[Dataset items]
•••••
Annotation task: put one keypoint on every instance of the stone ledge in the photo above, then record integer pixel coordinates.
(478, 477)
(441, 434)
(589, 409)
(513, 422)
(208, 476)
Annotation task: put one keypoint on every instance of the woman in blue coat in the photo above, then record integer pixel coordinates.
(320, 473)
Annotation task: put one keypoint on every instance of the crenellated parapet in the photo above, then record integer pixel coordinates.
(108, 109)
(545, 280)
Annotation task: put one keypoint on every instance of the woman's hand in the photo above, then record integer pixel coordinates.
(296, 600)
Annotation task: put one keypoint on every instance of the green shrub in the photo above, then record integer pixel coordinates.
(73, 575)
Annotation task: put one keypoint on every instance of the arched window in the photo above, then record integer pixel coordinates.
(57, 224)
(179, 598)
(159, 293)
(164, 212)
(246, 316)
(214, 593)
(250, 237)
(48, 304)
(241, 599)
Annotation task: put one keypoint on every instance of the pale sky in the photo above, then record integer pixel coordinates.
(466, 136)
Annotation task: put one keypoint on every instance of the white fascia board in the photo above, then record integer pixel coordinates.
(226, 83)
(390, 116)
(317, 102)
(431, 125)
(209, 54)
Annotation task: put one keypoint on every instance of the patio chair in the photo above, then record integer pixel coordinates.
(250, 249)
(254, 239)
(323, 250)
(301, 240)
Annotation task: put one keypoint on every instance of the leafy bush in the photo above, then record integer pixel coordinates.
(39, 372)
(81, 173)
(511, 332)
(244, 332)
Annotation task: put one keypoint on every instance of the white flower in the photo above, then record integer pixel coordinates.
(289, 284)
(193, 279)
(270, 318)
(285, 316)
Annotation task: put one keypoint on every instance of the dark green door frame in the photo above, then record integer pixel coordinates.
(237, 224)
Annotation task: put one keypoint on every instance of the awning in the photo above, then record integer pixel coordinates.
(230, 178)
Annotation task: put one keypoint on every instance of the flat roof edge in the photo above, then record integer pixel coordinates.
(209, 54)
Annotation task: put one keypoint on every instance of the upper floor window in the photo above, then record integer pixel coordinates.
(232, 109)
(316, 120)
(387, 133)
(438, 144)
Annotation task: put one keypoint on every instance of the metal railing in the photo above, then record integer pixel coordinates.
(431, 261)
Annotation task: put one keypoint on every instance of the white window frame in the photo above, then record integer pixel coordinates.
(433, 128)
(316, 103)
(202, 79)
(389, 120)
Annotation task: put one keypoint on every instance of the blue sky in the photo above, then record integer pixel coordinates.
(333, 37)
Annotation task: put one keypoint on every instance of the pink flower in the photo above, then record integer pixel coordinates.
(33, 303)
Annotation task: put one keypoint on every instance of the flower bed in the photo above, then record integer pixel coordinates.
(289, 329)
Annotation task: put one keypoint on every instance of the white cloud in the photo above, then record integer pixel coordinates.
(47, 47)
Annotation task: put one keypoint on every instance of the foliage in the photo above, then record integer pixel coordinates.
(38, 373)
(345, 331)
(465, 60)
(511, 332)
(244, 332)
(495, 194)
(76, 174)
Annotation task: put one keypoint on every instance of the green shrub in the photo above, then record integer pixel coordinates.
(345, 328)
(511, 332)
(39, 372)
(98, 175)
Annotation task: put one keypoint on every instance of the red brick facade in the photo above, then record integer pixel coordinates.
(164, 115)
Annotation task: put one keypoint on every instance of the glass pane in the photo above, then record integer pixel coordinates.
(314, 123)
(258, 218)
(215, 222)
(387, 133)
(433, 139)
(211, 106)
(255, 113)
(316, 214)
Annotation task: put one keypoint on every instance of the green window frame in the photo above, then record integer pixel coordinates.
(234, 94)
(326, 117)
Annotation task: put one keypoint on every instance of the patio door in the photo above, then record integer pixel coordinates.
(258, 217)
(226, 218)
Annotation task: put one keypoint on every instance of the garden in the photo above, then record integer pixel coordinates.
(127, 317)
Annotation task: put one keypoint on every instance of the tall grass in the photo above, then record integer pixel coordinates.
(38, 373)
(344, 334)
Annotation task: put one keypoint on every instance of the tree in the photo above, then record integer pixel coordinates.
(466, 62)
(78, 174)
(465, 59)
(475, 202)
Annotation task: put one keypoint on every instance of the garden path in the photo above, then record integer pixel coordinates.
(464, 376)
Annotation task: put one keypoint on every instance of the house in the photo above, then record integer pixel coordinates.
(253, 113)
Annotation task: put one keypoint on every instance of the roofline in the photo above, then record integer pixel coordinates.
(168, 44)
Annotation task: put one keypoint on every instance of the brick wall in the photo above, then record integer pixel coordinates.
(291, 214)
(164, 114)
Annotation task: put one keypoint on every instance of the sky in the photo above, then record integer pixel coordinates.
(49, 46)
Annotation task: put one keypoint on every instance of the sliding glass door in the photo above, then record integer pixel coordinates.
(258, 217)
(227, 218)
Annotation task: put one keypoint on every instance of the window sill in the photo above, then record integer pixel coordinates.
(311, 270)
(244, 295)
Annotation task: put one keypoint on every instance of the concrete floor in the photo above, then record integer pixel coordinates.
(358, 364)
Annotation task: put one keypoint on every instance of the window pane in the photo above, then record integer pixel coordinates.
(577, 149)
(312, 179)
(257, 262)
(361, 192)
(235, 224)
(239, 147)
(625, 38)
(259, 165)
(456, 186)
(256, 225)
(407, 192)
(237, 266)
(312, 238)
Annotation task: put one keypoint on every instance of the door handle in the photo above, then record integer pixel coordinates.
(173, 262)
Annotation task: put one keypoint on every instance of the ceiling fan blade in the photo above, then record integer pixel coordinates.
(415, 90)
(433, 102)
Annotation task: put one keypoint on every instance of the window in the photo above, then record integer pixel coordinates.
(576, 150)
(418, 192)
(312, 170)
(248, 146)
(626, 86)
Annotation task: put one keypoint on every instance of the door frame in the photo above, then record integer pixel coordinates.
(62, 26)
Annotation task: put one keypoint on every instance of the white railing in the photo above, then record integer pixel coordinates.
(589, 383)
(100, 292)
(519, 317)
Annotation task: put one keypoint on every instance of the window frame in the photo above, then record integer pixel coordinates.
•••••
| Aim of the exercise |
What is needed is the data above, output in full and exactly as it stands.

| Response box |
Annotation task: put one keypoint on every instance of the stone ledge in the photo above, then record integer pixel coordinates.
(478, 477)
(441, 434)
(589, 409)
(513, 422)
(208, 476)
Annotation task: put one keypoint on every instance of the woman in blue coat in the photo above, then record integer pixel coordinates.
(320, 473)
Annotation task: put one keypoint on every instance of the crenellated parapet in the photo above, then record integer pixel coordinates.
(108, 109)
(545, 280)
Annotation task: put one keypoint on every instance of the woman's hand in the photo above, then record integer pixel coordinates.
(296, 600)
Annotation task: put one keypoint on every instance of the green shrub in the photo above, then record integer pixel coordinates.
(73, 575)
Annotation task: put one keypoint on every instance of the arched window in the photo above, then record integer pixel coordinates.
(57, 224)
(179, 598)
(159, 293)
(164, 212)
(246, 316)
(214, 593)
(250, 237)
(48, 304)
(241, 599)
Annotation task: put one keypoint on every instance of the pale sky in the photo above, then record integer pixel coordinates.
(466, 136)
Annotation task: put one keypoint on every instance of the white fascia board in the photo above, then record integer pixel coordinates.
(226, 83)
(390, 116)
(317, 102)
(431, 125)
(209, 54)
Annotation task: put one keypoint on every instance of the patio chair in the photo above, then record integer pixel coordinates.
(250, 249)
(254, 239)
(323, 250)
(301, 240)
Annotation task: put one keypoint on every instance of the leafy bush in the photo above, then record integer pixel coordinates.
(39, 372)
(81, 173)
(511, 332)
(244, 332)
Annotation task: put one keypoint on every instance of the white flower in the photo above, then record integer pixel coordinates.
(289, 284)
(193, 279)
(270, 318)
(285, 316)
Annotation task: put one keypoint on every instance of the dark green door frame in the photo above, then record integer pixel coordinates.
(237, 224)
Annotation task: put one keypoint on every instance of the awning in the photo above, then record integer pixel coordinates.
(230, 178)
Annotation task: put one keypoint on every instance of the flat roof edge in the photo above, then record integer pixel coordinates.
(209, 54)
Annotation task: put one keypoint on every instance of the upper floor window in the photo above, then record integer pixel coordinates.
(232, 109)
(316, 120)
(387, 133)
(438, 144)
Annotation task: put one keypoint on every instance of the metal railing in the photo above, then record integer pixel coordinates.
(431, 261)
Annotation task: put one keypoint on every instance of the white window frame in the photo above, then record integer pixel coordinates.
(433, 128)
(316, 103)
(202, 79)
(389, 120)
Annotation task: put one keypoint on every instance of the blue sky in the photo above, then record integer pixel coordinates.
(333, 37)
Annotation task: put one keypoint on every instance of the pink flower in the photo above, then record integer pixel coordinates.
(33, 303)
Annotation task: put one keypoint on every instance of the flower bed in the photo above, then record integer pixel coordinates.
(289, 329)
Annotation task: put one keypoint on every instance of the white cloud in the photo above, then record integer pixel coordinates.
(47, 47)
Annotation task: put one keypoint on every instance of the foliage in the photo above, then record integer pixel coordinates.
(38, 373)
(345, 331)
(465, 60)
(511, 332)
(244, 332)
(495, 194)
(76, 174)
Annotation task: put one keypoint on every instance of the green shrub in the photo above, then record integer pixel coordinates.
(345, 328)
(511, 332)
(39, 372)
(98, 175)
Annotation task: put one keypoint on every instance of the red brick facade in the photo above, then record integer pixel coordinates.
(164, 115)
Annotation task: put one keypoint on every instance of the glass pane in the photo above, then record integer pixel coordinates.
(314, 123)
(258, 218)
(215, 222)
(387, 133)
(433, 139)
(211, 106)
(255, 113)
(316, 214)
Annotation task: put one keypoint on every instance of the green window frame in the photo above, then record integer pixel coordinates.
(234, 94)
(326, 117)
Annotation task: put one keypoint on every instance of the patio door in the photo above, then record integer pixel coordinates.
(258, 217)
(226, 218)
Annotation task: put one keypoint on every instance of the garden in the photo above, then record integer pixel coordinates.
(127, 317)
Annotation task: put one keypoint on every instance of the tall grass in the photo above, then record integer pixel coordinates.
(38, 373)
(344, 334)
Annotation task: put one keypoint on every instance of the tree in the photo above, then record integer pixel coordinates.
(466, 62)
(78, 174)
(465, 59)
(475, 202)
Annotation task: put one keypoint on every instance of the garden path in the photo above, then record integer pixel coordinates.
(464, 376)
Annotation task: put one keypoint on every instance of the house in the photo above, then record integer pixel coordinates.
(253, 113)
Annotation task: put one keypoint on every instance of the roofline in the photo above, then record integer pixel coordinates.
(168, 44)
Annotation task: put one keypoint on every instance of the brick wall in the photo above, then record integer pixel coordinates.
(291, 214)
(164, 114)
Annotation task: put one keypoint on every instance of the sky in the photo above, then record integer pixel coordinates.
(49, 46)
Annotation task: put one keypoint on every instance of the sliding glass door in the photo above, then record integer pixel coordinates.
(258, 217)
(227, 218)
Annotation task: put one keypoint on every instance of the window sill in the photo above, then record integer pixel coordinates.
(311, 270)
(244, 295)
Annotation task: put one keypoint on every instance of the concrete floor in the photo above, then record integer pixel coordinates.
(358, 364)
Annotation task: put one keypoint on every instance of the window pane in the photo above, then record integer pixel coordinates.
(577, 149)
(312, 179)
(257, 262)
(361, 192)
(235, 224)
(239, 147)
(625, 38)
(259, 165)
(456, 186)
(256, 225)
(407, 192)
(237, 266)
(312, 238)
Annotation task: put one keypoint on every instance of the door handle in the photo above, then record integer pixel coordinates.
(173, 262)
Annotation task: put one keypoint on every instance of the ceiling fan blade in the photo above, then record integer pixel coordinates.
(415, 90)
(433, 102)
Annotation task: put one keypoint on every instance of the window in the photo above, then record integer pixel coordinates.
(576, 150)
(418, 192)
(312, 170)
(248, 146)
(626, 86)
Annotation task: put one keypoint on every instance of the door frame in the photo above, then record integer pixel coordinates.
(62, 26)
Annotation task: put one keypoint on every instance of the white railing in the photo above, then record integer pixel coordinates.
(589, 383)
(100, 292)
(519, 317)
Annotation task: put one keypoint on every instance of the window frame in the photo above, then record integer pixel coordinates.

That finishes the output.